## WRITTEN REQUEST
Please convert every line of the material below into a numbered list, leaving out any blank lines.

Entries for labeling object positions
★ ★ ★ ★ ★

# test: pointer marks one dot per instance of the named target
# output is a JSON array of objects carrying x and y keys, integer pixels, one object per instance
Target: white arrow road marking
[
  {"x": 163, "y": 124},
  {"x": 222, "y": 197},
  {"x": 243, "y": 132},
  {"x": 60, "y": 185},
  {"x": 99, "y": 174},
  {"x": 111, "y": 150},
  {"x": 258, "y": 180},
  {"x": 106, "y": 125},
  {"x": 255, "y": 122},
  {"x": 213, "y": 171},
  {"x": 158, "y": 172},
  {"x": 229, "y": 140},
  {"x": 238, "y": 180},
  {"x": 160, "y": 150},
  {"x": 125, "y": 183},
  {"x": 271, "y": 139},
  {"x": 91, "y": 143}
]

★ ★ ★ ★ ★

## RESULT BELOW
1. # test: pointer marks one dot per instance of the named target
2. # output is a JSON array of objects carrying x and y keys, integer pixels, one object per instance
3. Target: white arrow road marking
4. [
5.   {"x": 163, "y": 124},
6.   {"x": 222, "y": 197},
7.   {"x": 243, "y": 132},
8.   {"x": 60, "y": 185},
9.   {"x": 99, "y": 174},
10.   {"x": 111, "y": 150},
11.   {"x": 258, "y": 180},
12.   {"x": 106, "y": 125},
13.   {"x": 255, "y": 122},
14.   {"x": 213, "y": 171},
15.   {"x": 158, "y": 172},
16.   {"x": 229, "y": 140},
17.   {"x": 238, "y": 180},
18.   {"x": 160, "y": 150},
19.   {"x": 125, "y": 183},
20.   {"x": 271, "y": 139},
21.   {"x": 91, "y": 143}
22. ]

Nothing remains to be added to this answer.